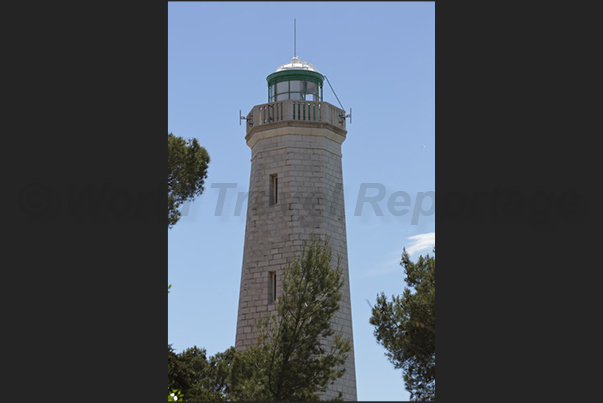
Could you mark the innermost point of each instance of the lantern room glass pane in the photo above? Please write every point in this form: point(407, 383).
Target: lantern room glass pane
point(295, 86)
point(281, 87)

* * *

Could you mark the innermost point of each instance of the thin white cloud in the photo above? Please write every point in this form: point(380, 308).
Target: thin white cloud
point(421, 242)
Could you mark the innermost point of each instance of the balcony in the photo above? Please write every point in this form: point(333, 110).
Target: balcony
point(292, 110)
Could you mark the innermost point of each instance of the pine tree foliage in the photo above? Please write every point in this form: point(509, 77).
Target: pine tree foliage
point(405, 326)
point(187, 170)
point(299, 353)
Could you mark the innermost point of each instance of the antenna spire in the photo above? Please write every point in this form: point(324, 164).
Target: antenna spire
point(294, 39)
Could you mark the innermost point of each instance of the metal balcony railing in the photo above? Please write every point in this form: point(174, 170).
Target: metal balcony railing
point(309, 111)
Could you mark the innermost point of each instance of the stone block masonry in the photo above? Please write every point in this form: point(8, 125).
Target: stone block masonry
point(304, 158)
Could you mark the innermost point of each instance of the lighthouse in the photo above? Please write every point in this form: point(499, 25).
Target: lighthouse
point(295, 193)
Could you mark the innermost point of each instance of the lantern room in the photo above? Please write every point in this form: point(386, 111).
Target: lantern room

...

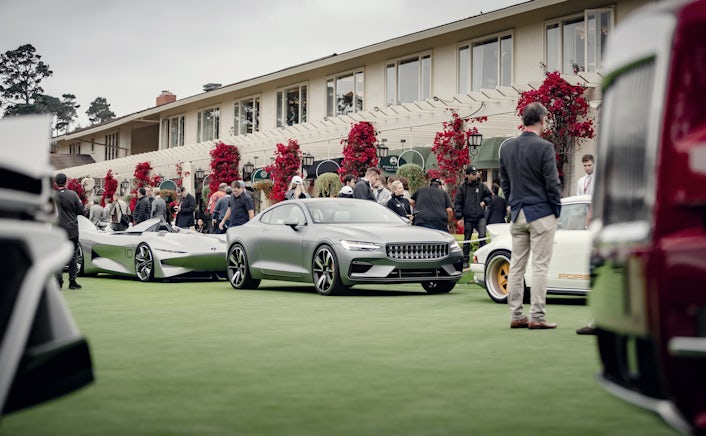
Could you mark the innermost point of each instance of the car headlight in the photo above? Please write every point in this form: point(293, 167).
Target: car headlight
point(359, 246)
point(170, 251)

■ **Exercise requirements**
Quote verbatim the material between the lines holding "form: point(380, 308)." and "point(295, 193)", inclusive.

■ **Output for this exercise**
Could you mark the innermost point of each instance of the thin white cloud in the photo above? Please write every point in this form: point(380, 308).
Target: thin white cloud
point(421, 242)
Could you mark the innermost point of each instance of the balcony in the photo above? Please write every point in this form: point(333, 110).
Target: balcony
point(292, 110)
Could you mark the innermost point of each instance of the pine tree foliage in the photo above? Please write every point in this form: point(509, 77).
Target: pine tree foliage
point(405, 326)
point(187, 170)
point(299, 353)
Could you mark the innermost point of each instance of the antenna spire in the photo above? Please write every point in this form: point(324, 164).
Target: antenna spire
point(294, 39)
Could you mark the innermost point of each instance of the metal balcony railing in the photo above? Please write every point in this form: point(174, 170).
Target: metal balcony railing
point(309, 111)
Could you mark the innermost point of each instance of the stone block masonry in the photo above? Please write every point in this form: point(8, 125).
Target: stone block masonry
point(304, 158)
Could you mark the innermost point of each instance of the lighthouse in the photo above? Please write every point in this form: point(499, 25).
Target: lighthouse
point(295, 193)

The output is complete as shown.